**Prompt:** In the text about landspeed racing, at what speed did the Phillips set their new Grand Touring E/GT record at Bonneville?
==== Source document
Rarely do we have an American team return the favor and travel half way around the world to go and race in the Southern Hemisphere, but Gail and Allen are doing just that. Lake Gairdner is beyond description for landspeed racers. Bonneville is a huge salt pan that has been degraded by potash and chemical companies over the years, but even at its most pristine, the salt flats in Utah are tiny compared to Lake Gairdner. The trip to Gairdner is a trek, not a jaunt. Australia is vast and the cars have to be unloaded in Adelaide and shipped by train north. Then the racecars are met by lorry, or truck to you non-Aussies and then the bumpy ride begins over rough roads until you reach the lakebed and gaze out over a sea of white salt. The lake bed stretches over sixty miles and a driver can get lost on the great white salt, forcing his crew to circle until they find him and bring him back to base. Gail and Allen have bought a house in Victor Harbor, just one hour south of Adelaide, the capitol of South Australia, where they will continue to work on the streamliner that they hope to set records in when the racing season begins in March. They have been members of the DLRA since 2001 and have made many friends among the Aussies, who have helped make their stay in Australia easier. The Phillips came back to Bonneville for the start of the August racing season and brought Mike Davidson with them. Davidson is a founding member of the DLRA and an expert in Ford Flathead motors and they toured the area checking up on all the hotrod and car shows they could before heading back to Australia. While the Phillips were at Bonneville, they set a new record in the Grand Touring E/GT class with their 1999 C-5 Corvette at 190 mph, breaking the old record of 184, set in 1978, and Gail was driving. They couldn't take both cars to Australia, and in December they loaded their Streamliner on the boat and sent it off. The car will arrive in February and they will get it prepared to run in March.
========
==== Entries shown
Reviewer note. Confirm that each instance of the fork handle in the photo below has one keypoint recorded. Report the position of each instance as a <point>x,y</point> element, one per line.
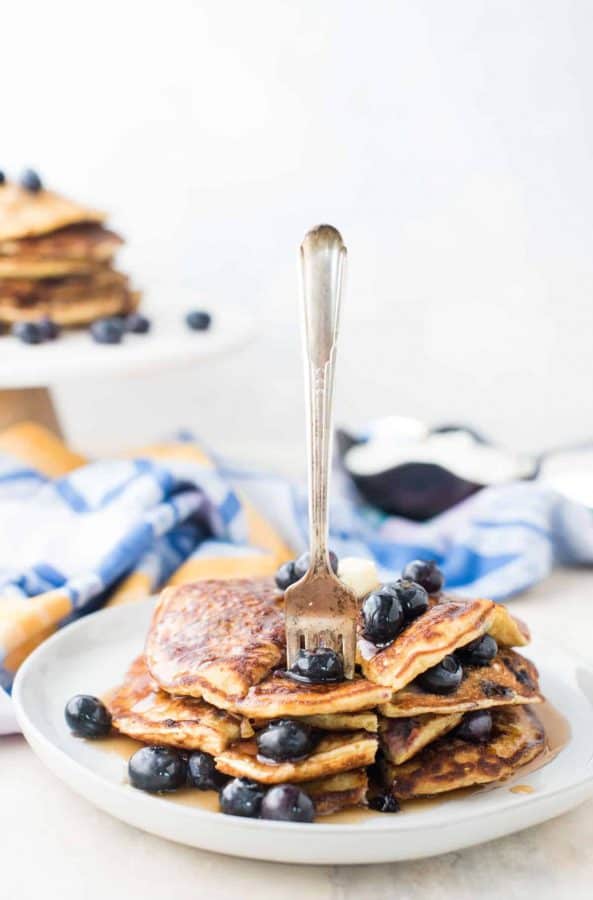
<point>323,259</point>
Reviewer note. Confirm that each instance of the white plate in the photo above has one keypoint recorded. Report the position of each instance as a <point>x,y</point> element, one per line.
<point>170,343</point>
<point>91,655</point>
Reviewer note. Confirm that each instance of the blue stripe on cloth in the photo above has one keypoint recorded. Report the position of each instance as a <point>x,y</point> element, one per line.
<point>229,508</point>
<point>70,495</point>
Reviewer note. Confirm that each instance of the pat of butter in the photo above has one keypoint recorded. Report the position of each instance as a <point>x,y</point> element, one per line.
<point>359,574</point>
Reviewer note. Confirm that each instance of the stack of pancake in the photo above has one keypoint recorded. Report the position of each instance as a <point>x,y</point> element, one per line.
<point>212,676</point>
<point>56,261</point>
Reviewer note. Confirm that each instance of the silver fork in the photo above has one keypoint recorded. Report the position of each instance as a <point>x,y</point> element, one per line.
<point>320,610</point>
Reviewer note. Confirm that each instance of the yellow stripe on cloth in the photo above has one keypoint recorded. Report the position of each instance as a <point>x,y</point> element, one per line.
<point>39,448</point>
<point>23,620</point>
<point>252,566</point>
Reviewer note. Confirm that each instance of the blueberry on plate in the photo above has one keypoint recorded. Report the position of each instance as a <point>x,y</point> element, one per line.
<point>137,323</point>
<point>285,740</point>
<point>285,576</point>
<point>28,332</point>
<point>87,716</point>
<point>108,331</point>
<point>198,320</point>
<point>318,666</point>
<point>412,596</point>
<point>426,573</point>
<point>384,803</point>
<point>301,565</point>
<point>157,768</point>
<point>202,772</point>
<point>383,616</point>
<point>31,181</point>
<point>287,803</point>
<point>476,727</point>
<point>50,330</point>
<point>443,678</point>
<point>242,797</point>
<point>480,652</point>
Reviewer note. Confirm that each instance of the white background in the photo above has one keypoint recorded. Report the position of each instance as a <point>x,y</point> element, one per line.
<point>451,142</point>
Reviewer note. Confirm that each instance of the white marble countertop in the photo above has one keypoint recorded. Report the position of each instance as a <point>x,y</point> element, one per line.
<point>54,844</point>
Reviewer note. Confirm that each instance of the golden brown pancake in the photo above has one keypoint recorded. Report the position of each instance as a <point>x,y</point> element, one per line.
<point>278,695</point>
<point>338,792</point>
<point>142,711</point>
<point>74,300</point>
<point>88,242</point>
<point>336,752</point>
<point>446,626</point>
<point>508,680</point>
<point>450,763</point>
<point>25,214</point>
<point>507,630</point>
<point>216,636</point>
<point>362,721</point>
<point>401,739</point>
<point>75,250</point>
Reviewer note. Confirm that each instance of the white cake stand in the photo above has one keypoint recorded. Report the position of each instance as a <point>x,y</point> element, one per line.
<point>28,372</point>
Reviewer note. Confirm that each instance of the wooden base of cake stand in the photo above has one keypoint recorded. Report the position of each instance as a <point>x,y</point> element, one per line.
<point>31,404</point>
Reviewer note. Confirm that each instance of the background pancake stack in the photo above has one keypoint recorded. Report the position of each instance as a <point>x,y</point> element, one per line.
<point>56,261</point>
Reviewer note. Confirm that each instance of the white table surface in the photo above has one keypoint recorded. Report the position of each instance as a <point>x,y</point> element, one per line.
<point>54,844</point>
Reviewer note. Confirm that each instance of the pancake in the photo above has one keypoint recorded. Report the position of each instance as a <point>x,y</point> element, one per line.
========
**Complete output:** 190 mph